_EXERCISE GOAL_: Rewrite each of the rows below with "thickest" changed to "widest" wherever it occurs. Keep everything else the same.

_EXCERPTED RECORDS_:

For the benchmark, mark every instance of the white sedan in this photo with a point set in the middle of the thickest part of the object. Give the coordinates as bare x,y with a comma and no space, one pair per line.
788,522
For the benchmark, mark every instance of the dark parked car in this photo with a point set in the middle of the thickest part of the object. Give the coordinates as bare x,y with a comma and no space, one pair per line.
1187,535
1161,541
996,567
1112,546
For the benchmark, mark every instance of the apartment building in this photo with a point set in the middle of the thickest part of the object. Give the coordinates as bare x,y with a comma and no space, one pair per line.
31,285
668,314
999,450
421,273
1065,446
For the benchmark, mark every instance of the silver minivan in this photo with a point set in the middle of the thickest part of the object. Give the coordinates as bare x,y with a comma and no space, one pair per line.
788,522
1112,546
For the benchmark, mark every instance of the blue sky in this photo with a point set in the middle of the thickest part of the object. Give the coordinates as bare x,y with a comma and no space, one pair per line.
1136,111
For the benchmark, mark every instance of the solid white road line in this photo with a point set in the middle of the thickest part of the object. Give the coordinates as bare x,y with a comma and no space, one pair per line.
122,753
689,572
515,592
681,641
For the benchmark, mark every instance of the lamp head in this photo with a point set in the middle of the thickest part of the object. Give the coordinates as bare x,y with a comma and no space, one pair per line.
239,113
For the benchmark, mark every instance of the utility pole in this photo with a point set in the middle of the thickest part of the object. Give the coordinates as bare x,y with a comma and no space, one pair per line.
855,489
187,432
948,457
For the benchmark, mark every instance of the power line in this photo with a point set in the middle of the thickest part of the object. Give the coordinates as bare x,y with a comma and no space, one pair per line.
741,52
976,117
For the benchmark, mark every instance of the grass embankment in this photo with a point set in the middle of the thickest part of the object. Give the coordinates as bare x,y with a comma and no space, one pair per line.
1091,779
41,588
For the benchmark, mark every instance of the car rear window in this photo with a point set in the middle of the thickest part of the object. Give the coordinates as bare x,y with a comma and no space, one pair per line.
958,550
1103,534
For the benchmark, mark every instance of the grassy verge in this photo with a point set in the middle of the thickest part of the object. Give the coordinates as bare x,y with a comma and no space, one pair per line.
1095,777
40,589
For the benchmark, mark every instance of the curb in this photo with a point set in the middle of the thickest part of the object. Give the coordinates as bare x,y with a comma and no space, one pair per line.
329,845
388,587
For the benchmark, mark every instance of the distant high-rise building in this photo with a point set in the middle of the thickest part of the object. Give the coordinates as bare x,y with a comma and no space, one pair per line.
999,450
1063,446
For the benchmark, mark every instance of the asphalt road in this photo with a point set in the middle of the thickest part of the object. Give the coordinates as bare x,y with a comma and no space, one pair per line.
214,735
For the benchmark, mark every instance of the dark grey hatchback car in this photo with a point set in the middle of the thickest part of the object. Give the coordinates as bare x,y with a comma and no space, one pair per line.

_OUTPUT OF THE TASK_:
For the benchmark, mark every instance of the white sedan in this photo with a point set in the middle of the widest part of the object. Give the coordinates as bare x,y with a comma and no space, one pair per line.
788,522
For the benchmark, mark every instance of the dark parked car in this photo with a point set in the middle of the widest part of the object. Give the coordinates as bare x,y with a comma and no space, one pair per line.
1187,535
1161,541
996,567
1112,546
For the benchmark, mark every instance of the apartment building in this photo with a point set in the middle of the widest part of the object. Give the coordinates as bare x,y with a comma and no space, one pair per line.
31,285
668,314
999,450
421,273
1065,446
For the benchmark, mark every instance of the silver minivan in this photo with a point set in the middle of the widest part of the object. Give the coordinates as bare x,y with a comma and no space, one pair per line.
788,522
1112,546
For the benchmark, mark every instance of the blue sky in this photo with a point set in the middle of the widest part of the object. Give the coordinates as bare x,y with a comma and no space, one pair per line.
1136,111
For the benchmark, mark every instance of the solid white road line in this photo with a point set in the middle of the widest part of the object. Give the coordinates as bare x,y with a comma and no space, one pair per line.
122,753
689,572
515,592
681,641
For the benchmark, mark every instance of the lamp head in this photo with a point set in the middle of the widest part of the object. Give the coordinates as bare x,y with a comma and no space, one pair per line.
239,113
For the benchmark, mark every instance of the utility pole in this photo with a point set in the middle of the widest part of the object. Give the coordinates as bare x,y with a comma and no space, one pair per line.
855,489
187,432
948,457
For the benchmark, mark every instance of the power line in this photo with a point set in the middle of the widest part of the object. Give the coordinates as bare x,y with a comma and no space, one pair per line.
741,52
976,117
For the benchmark, mark every instance of the grass embankment in this photo with a point set in the middle of the widest part of the object. Give the coordinates as bare x,y with a comma and no space, one pair per line.
1091,779
41,588
For the benchmark, mark every instance of the car rear window in this photo with a point set in the middle of the widest part of the object. Give the coordinates as bare x,y with a comma and no space, one pair per line.
958,550
1103,534
For the benchmark, mark every instance of the grassy verge in this photo with a point set in the middle of the widest part of the object. Give the coordinates as bare x,y with a comma and no space, one pair per line.
1095,777
40,589
For the benchmark, mark every instance of the curb in this photo with a point set in the middle of the widest part of the object. Give the coordinates as bare x,y with a comma and no space, one pair per line.
329,845
388,587
For the benchmark, mark every instance of the distant high-rise building in this photo with a point set in the middle of the widest part of the object. Give the coordinates as bare x,y with a comma and no space, one pair per line.
999,450
1063,446
For the benchmark, mark every instance of the asphalt road in this photo with a point set in the middle of the widest part of the object. Give the coordinates as bare x,y with a comma and no space, one pair per line.
214,735
For the benchmark, mark every instance of the dark grey hatchback car in this photo with a point set in the middle of the widest part of the object. Give the coordinates as bare x,y with a comma and no space, one pair per line.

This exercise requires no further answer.